Data extracts below:

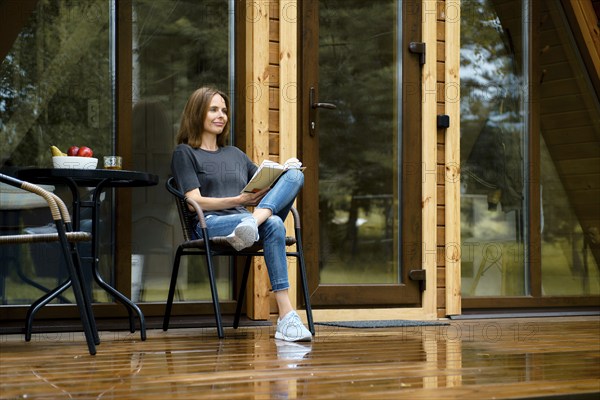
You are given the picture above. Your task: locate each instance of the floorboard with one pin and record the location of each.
(536, 358)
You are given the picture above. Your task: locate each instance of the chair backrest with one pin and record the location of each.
(186, 217)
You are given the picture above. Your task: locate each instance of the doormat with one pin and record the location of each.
(387, 323)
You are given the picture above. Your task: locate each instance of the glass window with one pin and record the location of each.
(493, 150)
(176, 48)
(56, 88)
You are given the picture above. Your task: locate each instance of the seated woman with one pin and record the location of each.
(214, 174)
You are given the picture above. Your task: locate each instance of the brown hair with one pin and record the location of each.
(194, 114)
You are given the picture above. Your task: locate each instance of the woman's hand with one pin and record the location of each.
(252, 199)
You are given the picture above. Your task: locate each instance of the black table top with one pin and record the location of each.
(88, 177)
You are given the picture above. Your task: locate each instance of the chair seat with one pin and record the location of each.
(219, 246)
(220, 243)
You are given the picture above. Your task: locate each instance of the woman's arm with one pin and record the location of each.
(222, 203)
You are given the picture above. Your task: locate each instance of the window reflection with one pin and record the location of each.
(493, 155)
(55, 89)
(177, 47)
(358, 151)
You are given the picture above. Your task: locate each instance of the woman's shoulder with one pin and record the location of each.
(234, 151)
(183, 148)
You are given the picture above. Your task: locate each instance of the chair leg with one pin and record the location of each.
(80, 296)
(172, 287)
(242, 292)
(39, 303)
(215, 295)
(302, 267)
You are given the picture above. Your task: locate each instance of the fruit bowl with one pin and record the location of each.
(74, 162)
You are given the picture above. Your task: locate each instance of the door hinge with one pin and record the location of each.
(418, 275)
(418, 48)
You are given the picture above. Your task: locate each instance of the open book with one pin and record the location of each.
(268, 172)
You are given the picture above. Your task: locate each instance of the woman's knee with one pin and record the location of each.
(274, 225)
(295, 176)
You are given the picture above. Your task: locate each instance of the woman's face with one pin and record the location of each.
(216, 117)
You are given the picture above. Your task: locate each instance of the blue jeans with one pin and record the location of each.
(272, 232)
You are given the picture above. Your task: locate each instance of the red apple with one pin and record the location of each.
(73, 150)
(85, 151)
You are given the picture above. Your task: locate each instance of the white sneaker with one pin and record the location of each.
(244, 235)
(291, 329)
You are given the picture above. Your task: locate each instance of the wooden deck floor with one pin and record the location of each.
(468, 359)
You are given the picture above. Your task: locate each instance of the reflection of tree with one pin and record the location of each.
(491, 98)
(357, 72)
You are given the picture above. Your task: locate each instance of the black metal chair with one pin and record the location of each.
(67, 239)
(218, 246)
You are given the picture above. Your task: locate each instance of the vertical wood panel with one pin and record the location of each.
(257, 122)
(123, 146)
(452, 150)
(288, 102)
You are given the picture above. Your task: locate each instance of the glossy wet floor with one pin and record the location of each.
(468, 359)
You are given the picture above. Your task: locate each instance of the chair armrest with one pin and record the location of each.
(296, 215)
(57, 208)
(199, 211)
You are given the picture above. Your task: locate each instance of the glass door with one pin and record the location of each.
(358, 154)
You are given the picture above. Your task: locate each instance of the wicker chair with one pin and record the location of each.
(218, 246)
(66, 238)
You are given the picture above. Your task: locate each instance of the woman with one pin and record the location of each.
(214, 174)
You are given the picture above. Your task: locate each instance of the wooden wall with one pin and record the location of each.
(273, 122)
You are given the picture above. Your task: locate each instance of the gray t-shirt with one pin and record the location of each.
(220, 173)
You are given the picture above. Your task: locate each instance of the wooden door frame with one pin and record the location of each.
(336, 295)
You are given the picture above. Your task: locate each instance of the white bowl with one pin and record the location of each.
(74, 162)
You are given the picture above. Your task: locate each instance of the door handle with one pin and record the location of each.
(329, 106)
(314, 104)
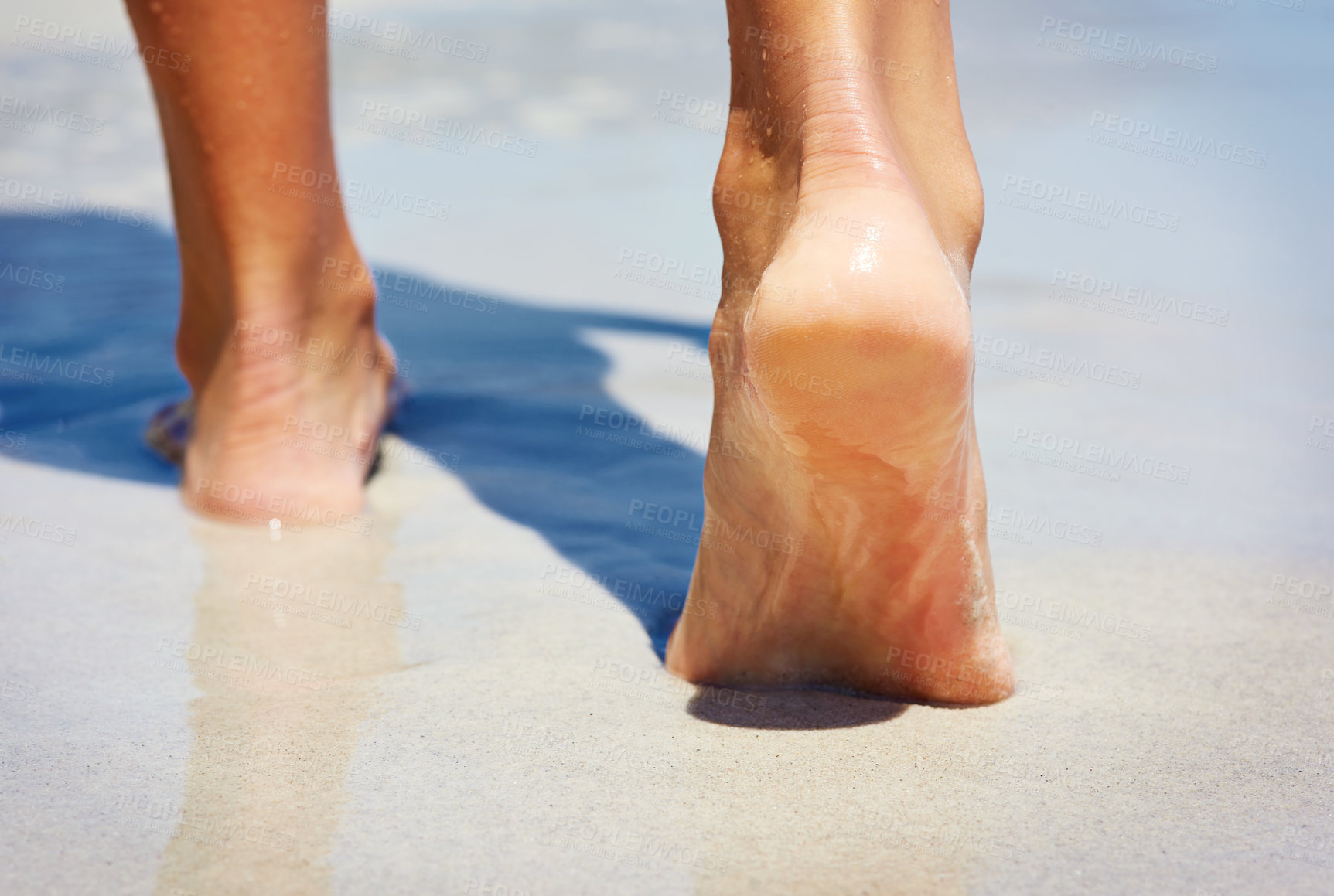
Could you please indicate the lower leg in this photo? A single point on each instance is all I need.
(259, 219)
(850, 210)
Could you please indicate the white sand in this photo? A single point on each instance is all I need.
(517, 734)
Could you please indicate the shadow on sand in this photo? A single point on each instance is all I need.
(88, 312)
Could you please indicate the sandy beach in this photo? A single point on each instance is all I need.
(462, 691)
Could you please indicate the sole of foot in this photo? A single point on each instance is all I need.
(833, 551)
(288, 419)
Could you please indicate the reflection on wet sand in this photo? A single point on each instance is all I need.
(290, 638)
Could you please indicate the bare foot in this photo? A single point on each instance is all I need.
(848, 370)
(290, 399)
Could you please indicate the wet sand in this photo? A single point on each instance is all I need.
(470, 699)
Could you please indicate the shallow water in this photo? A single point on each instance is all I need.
(1161, 531)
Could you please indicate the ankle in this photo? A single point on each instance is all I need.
(281, 302)
(863, 97)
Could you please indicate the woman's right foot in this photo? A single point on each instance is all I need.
(844, 351)
(291, 392)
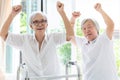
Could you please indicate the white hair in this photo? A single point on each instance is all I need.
(93, 20)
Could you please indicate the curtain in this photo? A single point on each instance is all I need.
(5, 6)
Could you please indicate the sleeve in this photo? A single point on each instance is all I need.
(79, 41)
(15, 40)
(59, 38)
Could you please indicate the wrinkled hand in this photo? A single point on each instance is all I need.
(60, 6)
(98, 7)
(16, 9)
(76, 14)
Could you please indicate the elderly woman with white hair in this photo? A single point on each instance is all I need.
(39, 49)
(97, 49)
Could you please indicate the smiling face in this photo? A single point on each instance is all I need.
(89, 30)
(39, 23)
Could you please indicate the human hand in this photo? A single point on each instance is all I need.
(75, 14)
(98, 7)
(16, 9)
(60, 7)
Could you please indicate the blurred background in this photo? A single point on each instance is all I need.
(9, 57)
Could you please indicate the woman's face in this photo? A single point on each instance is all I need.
(39, 23)
(89, 30)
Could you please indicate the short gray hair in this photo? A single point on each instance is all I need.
(34, 14)
(93, 20)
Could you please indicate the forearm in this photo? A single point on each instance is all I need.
(108, 21)
(72, 21)
(68, 27)
(5, 27)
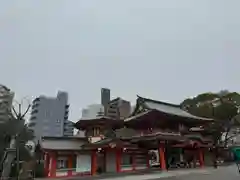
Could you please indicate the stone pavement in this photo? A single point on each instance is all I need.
(224, 173)
(163, 175)
(143, 175)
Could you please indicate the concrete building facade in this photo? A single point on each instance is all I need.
(118, 109)
(49, 116)
(6, 99)
(93, 111)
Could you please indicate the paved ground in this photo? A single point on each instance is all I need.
(222, 173)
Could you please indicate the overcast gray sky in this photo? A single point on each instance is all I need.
(163, 49)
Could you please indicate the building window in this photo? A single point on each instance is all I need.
(62, 163)
(96, 131)
(126, 159)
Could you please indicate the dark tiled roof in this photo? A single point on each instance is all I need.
(170, 109)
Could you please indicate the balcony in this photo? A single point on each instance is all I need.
(67, 106)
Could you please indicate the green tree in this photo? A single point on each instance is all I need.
(223, 107)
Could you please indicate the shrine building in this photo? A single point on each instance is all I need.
(117, 146)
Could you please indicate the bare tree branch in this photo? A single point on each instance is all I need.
(26, 111)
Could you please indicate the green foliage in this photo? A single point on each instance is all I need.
(12, 128)
(222, 106)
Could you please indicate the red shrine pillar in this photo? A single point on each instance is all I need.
(94, 163)
(148, 161)
(118, 159)
(201, 157)
(161, 153)
(133, 161)
(70, 164)
(53, 164)
(46, 164)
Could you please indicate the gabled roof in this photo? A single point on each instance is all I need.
(171, 109)
(84, 123)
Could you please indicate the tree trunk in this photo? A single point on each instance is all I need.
(7, 163)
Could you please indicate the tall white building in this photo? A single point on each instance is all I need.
(93, 111)
(6, 99)
(49, 116)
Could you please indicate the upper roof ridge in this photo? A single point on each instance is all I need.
(159, 102)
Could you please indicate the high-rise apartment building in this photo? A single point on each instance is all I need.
(118, 109)
(105, 96)
(93, 111)
(49, 116)
(6, 99)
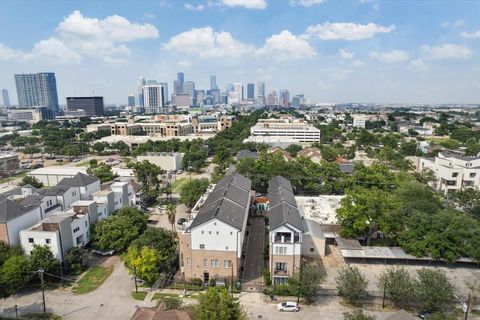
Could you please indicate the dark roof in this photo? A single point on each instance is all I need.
(78, 180)
(10, 209)
(57, 190)
(282, 204)
(284, 214)
(242, 154)
(227, 202)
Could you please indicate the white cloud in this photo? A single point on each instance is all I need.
(471, 35)
(78, 36)
(390, 56)
(347, 30)
(346, 55)
(248, 4)
(198, 7)
(7, 53)
(305, 3)
(446, 51)
(357, 63)
(418, 64)
(456, 24)
(286, 46)
(208, 44)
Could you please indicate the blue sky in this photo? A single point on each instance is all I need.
(333, 51)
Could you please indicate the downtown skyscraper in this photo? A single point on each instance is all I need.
(37, 89)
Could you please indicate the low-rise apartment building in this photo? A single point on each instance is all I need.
(211, 242)
(286, 128)
(453, 172)
(286, 231)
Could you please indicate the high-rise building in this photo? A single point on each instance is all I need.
(189, 88)
(93, 106)
(181, 77)
(250, 91)
(37, 89)
(284, 98)
(165, 90)
(6, 99)
(131, 100)
(141, 83)
(213, 82)
(153, 99)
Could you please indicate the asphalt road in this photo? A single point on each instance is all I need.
(252, 276)
(112, 300)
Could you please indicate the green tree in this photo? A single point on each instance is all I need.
(119, 230)
(14, 273)
(41, 258)
(192, 190)
(293, 149)
(31, 180)
(144, 262)
(163, 241)
(147, 174)
(217, 304)
(351, 284)
(305, 283)
(171, 213)
(75, 260)
(434, 290)
(357, 315)
(399, 286)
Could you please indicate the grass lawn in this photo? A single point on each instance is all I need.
(92, 280)
(139, 296)
(177, 184)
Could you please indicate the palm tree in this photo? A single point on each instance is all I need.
(171, 211)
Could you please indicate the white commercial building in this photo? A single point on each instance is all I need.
(284, 128)
(165, 160)
(453, 172)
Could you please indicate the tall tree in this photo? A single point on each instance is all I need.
(217, 304)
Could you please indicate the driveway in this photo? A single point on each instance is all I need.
(252, 276)
(112, 300)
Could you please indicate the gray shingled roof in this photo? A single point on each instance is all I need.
(78, 180)
(284, 214)
(227, 202)
(282, 204)
(57, 190)
(10, 209)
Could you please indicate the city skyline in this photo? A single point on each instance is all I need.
(355, 51)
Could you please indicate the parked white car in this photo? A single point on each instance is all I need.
(288, 306)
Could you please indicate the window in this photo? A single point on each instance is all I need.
(281, 266)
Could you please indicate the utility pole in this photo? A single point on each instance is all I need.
(43, 293)
(135, 278)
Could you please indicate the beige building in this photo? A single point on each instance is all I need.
(9, 163)
(211, 242)
(286, 231)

End of Data extracts.

• What you need to do:
The span to print begins at the line containing "Could you please indicate the palm" and ends at the final line of the entries; print it exactly and print nothing else.

• Answer:
Could you please indicate the palm tree in this photo? A single point on each instance is all I need.
(171, 211)
Could you please indicate the white commercial building in this photo? A single point on each instance is all I need.
(284, 128)
(165, 160)
(453, 172)
Could you please indicate the tall tree in this photo? A single point on each instance is all I need.
(217, 304)
Could you please indicate the driveway in this photo? A single point on each instance is all I need.
(252, 276)
(112, 300)
Could you please indicate the gray shingled roof in this photo? A single point on each instance is all I need.
(78, 180)
(284, 214)
(227, 202)
(282, 204)
(57, 190)
(10, 209)
Could you please indicate the city skyline in this photo? A single point on each instance is all I need.
(355, 51)
Could you please indicate the parked white car in this photo? A single point on each instance is all I need.
(288, 306)
Could you please indicate the window in this photo? A single point on each instance is all I need.
(281, 266)
Could you please indicate the utility pole in this photo? A single point on each instance is all I need.
(43, 293)
(135, 278)
Could you please indicate the beige building in this photo? A single point on each instance is all I need.
(9, 163)
(211, 242)
(286, 231)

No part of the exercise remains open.